Segment Start: Recorded data
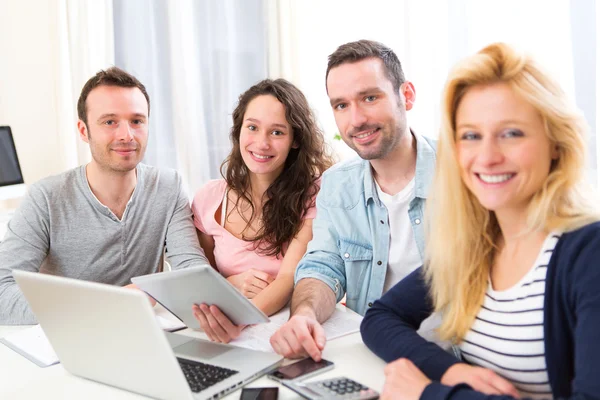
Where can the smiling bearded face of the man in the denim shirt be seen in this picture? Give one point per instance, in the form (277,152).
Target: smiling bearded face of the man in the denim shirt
(369,114)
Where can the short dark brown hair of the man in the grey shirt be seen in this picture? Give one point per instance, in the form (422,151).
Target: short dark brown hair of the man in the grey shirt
(113,76)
Segment End: Recorded data
## Problem to work on
Set the preceding data down again word for word, omitting images.

## Final answer
Where can the smiling bearded face of the man in the denim shirt be seen in this picture? Give one point per instance, in the form (277,152).
Target: smiling bearded face of the man in the denim shirt
(369,114)
Where can the short dark brown hair of the man in the grey shirt be seen in this picture? Give one point per instance, in the form (422,151).
Target: short dark brown hair of the man in the grey shirt
(113,76)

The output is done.